**Problem**
Copy the lines below word for word, keeping every character unchanged.

Region annotation entries

........

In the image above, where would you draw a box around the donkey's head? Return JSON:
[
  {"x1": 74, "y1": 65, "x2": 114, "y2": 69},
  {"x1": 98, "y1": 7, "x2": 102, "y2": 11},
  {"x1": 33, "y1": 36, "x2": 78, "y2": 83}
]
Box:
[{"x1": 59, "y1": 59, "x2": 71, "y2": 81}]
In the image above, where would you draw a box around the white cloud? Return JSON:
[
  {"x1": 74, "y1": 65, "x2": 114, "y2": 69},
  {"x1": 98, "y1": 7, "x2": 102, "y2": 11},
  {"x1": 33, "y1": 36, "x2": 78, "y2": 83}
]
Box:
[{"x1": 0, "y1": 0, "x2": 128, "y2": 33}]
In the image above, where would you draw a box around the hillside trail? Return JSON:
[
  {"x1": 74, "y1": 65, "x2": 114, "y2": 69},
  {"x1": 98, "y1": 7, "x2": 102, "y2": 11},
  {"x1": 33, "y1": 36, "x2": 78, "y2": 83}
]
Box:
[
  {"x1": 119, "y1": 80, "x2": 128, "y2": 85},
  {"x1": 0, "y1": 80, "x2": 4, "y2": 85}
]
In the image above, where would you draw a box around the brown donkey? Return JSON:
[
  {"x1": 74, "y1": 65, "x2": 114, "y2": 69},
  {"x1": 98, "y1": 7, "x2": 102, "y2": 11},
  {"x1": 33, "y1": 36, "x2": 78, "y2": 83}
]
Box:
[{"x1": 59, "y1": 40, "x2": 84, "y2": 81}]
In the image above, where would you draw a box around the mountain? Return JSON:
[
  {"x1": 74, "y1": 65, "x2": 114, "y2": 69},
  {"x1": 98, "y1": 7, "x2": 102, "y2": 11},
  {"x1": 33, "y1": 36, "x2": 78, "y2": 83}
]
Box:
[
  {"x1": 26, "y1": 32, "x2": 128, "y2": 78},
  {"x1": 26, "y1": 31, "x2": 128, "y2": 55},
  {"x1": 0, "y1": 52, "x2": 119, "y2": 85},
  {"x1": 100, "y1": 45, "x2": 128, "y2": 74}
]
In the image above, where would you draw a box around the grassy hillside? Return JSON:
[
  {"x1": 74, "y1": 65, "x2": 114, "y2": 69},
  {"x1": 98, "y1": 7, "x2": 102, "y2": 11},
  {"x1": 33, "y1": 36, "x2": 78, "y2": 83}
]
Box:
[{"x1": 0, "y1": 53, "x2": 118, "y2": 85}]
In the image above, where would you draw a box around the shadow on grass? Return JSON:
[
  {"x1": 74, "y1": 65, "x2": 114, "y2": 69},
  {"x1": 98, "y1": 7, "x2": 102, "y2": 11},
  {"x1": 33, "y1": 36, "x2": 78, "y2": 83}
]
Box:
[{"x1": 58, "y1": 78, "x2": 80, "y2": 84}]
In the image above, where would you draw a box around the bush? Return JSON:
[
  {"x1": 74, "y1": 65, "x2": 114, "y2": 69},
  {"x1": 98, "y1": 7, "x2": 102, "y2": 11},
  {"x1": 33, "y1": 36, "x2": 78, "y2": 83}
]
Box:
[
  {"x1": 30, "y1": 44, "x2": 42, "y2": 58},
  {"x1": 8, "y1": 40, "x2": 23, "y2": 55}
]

........

**Worked answer**
In the image above, where would you draw a box around the donkey's head? Return JSON:
[
  {"x1": 74, "y1": 65, "x2": 114, "y2": 69},
  {"x1": 98, "y1": 7, "x2": 102, "y2": 11},
  {"x1": 33, "y1": 36, "x2": 78, "y2": 83}
]
Box:
[{"x1": 59, "y1": 59, "x2": 71, "y2": 81}]
In the image above, where would you draw a box around the white cloud? Return JSON:
[
  {"x1": 74, "y1": 65, "x2": 114, "y2": 69},
  {"x1": 98, "y1": 7, "x2": 102, "y2": 11},
  {"x1": 33, "y1": 36, "x2": 78, "y2": 83}
]
Box:
[{"x1": 0, "y1": 0, "x2": 128, "y2": 33}]
In the image above, where would you draw a box around the hillside trail? Return JSON:
[
  {"x1": 74, "y1": 65, "x2": 114, "y2": 69},
  {"x1": 98, "y1": 7, "x2": 102, "y2": 11},
  {"x1": 33, "y1": 36, "x2": 78, "y2": 83}
]
Box:
[
  {"x1": 119, "y1": 80, "x2": 128, "y2": 85},
  {"x1": 0, "y1": 80, "x2": 4, "y2": 85}
]
In the image above, where would you draw a box around the brown donkey? Return JSON:
[
  {"x1": 74, "y1": 65, "x2": 114, "y2": 69},
  {"x1": 98, "y1": 7, "x2": 102, "y2": 11},
  {"x1": 33, "y1": 36, "x2": 78, "y2": 83}
]
Box:
[{"x1": 59, "y1": 40, "x2": 84, "y2": 81}]
In the image above, where would you draw a box around the mountain? Return JSON:
[
  {"x1": 74, "y1": 65, "x2": 114, "y2": 69},
  {"x1": 98, "y1": 7, "x2": 102, "y2": 11},
  {"x1": 33, "y1": 36, "x2": 78, "y2": 83}
]
Box:
[
  {"x1": 26, "y1": 32, "x2": 128, "y2": 78},
  {"x1": 26, "y1": 31, "x2": 128, "y2": 55},
  {"x1": 0, "y1": 52, "x2": 119, "y2": 85},
  {"x1": 100, "y1": 45, "x2": 128, "y2": 74}
]
In the image above, where would you draw a box around the grassy hillside? Return JSON:
[
  {"x1": 74, "y1": 65, "x2": 114, "y2": 69},
  {"x1": 98, "y1": 7, "x2": 102, "y2": 11},
  {"x1": 33, "y1": 36, "x2": 78, "y2": 83}
]
Box:
[{"x1": 0, "y1": 53, "x2": 118, "y2": 85}]
In the image above, where would you draw a box around the shadow on grass? Return JSON:
[
  {"x1": 74, "y1": 65, "x2": 114, "y2": 69},
  {"x1": 98, "y1": 7, "x2": 102, "y2": 11},
  {"x1": 33, "y1": 36, "x2": 78, "y2": 83}
]
Box:
[{"x1": 58, "y1": 78, "x2": 80, "y2": 84}]
In the image above, where would you draw a box around the bush? Return JSON:
[
  {"x1": 74, "y1": 65, "x2": 114, "y2": 69},
  {"x1": 98, "y1": 7, "x2": 102, "y2": 11},
  {"x1": 33, "y1": 36, "x2": 78, "y2": 83}
]
Box:
[
  {"x1": 30, "y1": 44, "x2": 42, "y2": 58},
  {"x1": 8, "y1": 40, "x2": 23, "y2": 55}
]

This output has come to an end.